Work to complete →
Reproduce the data from the line containing "Place one point per instance of the bare" through the end of the data, swapping "bare tree" for "leafless tree" and keeping everything else identical.

Data to use →

::::::::::

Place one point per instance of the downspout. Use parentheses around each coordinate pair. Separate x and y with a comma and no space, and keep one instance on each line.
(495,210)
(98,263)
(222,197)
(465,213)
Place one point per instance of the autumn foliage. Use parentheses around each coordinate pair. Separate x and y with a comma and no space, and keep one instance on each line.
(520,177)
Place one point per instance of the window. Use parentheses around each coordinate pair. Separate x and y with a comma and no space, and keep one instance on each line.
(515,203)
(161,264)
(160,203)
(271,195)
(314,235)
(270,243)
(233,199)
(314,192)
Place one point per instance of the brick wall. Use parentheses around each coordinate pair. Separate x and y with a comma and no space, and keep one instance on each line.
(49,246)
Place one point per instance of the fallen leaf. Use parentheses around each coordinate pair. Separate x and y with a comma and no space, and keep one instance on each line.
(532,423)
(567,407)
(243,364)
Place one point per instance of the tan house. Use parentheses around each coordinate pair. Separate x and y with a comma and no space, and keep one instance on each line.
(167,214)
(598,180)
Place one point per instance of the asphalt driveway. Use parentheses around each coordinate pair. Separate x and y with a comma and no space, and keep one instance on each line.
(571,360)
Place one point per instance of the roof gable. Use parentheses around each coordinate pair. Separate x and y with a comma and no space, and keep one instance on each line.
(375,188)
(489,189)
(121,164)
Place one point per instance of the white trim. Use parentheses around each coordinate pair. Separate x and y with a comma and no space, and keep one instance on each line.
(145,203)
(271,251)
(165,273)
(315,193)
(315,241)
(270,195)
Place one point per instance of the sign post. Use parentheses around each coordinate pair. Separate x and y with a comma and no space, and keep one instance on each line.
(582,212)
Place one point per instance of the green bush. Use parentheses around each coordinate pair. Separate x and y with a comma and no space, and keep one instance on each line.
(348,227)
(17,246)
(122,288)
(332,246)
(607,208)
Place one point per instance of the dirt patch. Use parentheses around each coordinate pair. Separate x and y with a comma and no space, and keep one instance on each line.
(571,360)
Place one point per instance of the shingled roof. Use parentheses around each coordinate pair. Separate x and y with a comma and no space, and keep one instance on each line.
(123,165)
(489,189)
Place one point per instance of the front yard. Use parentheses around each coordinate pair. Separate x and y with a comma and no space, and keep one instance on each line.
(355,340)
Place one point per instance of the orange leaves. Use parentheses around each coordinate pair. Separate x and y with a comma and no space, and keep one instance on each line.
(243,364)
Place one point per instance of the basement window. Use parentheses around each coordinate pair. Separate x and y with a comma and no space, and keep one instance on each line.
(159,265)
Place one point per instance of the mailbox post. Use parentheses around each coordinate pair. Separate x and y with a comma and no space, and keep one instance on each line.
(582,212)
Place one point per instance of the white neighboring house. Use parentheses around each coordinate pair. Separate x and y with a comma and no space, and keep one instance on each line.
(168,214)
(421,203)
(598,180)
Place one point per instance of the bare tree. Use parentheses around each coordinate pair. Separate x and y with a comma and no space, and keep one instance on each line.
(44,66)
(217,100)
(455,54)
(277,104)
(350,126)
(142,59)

::::::::::

The solution →
Place one point per instance of the leafless tree. Use parentheses around each coordinate pair. Separate x and y with a comma and no space, and keep one instance on each line.
(44,66)
(217,100)
(455,54)
(277,104)
(350,126)
(142,59)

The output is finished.